> _DATA SUPPLIED_

━━━━━━━━━━

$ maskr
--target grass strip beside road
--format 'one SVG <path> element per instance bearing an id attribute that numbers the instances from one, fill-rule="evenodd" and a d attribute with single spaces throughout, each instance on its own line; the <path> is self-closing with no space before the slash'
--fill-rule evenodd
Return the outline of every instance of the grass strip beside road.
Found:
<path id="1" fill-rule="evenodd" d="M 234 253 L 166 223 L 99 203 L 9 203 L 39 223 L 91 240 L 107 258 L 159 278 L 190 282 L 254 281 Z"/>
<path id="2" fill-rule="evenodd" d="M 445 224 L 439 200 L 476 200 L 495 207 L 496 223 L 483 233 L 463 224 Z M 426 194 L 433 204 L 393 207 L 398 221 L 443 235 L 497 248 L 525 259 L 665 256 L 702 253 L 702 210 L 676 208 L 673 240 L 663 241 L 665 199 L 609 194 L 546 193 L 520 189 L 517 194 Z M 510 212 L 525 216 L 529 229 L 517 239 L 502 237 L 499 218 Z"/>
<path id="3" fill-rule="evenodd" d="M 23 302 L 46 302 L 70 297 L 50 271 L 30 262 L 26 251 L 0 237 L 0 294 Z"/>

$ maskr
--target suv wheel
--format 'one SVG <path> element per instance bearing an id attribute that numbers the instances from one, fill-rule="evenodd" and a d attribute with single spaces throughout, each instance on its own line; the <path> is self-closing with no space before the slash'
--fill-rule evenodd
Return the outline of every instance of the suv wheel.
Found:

━━━━━━━━━━

> _EXERCISE INSTRUCTIONS_
Repeat the listing in full, keeping every line exactly as it is.

> _ANSWER TO THE TASK_
$ maskr
--target grass strip beside road
--format 'one SVG <path> element per instance bearing an id attribute that numbers the instances from one, fill-rule="evenodd" and a d attribute with single spaces throughout, each instance on its own line; the <path> is self-closing with no space before the slash'
--fill-rule evenodd
Return the outline of every instance of the grass strip beside road.
Found:
<path id="1" fill-rule="evenodd" d="M 234 253 L 166 223 L 99 203 L 9 203 L 39 223 L 91 240 L 107 258 L 159 278 L 190 282 L 254 281 Z"/>
<path id="2" fill-rule="evenodd" d="M 445 224 L 439 200 L 476 200 L 495 207 L 496 223 L 483 233 L 463 224 Z M 426 194 L 433 204 L 393 207 L 398 221 L 443 235 L 497 248 L 525 259 L 665 256 L 702 253 L 702 210 L 676 208 L 673 240 L 663 241 L 665 199 L 609 194 L 546 193 L 520 189 L 517 194 Z M 510 212 L 525 216 L 529 229 L 517 239 L 502 237 L 499 218 Z"/>
<path id="3" fill-rule="evenodd" d="M 23 302 L 46 302 L 70 297 L 50 271 L 30 262 L 26 251 L 0 237 L 0 294 Z"/>

$ maskr
--target suv wheel
--format 'one SVG <path> element per instance bearing an id attribute that numbers the instances from one, fill-rule="evenodd" and a d attribute with single spaces throughout, each instance on its own line; the <path> is self-closing with no space before the slash'
--fill-rule evenodd
Return the outline of every instance of the suv wheel.
Found:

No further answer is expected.